TASK OBJECTIVE
Please report each line of the data below that contains the word "Trace".

SUPPLIED DATA
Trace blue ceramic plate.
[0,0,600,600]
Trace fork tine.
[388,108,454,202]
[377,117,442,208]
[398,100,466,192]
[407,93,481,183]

WRITTEN ANSWER
Trace blue ceramic plate.
Trace fork tine.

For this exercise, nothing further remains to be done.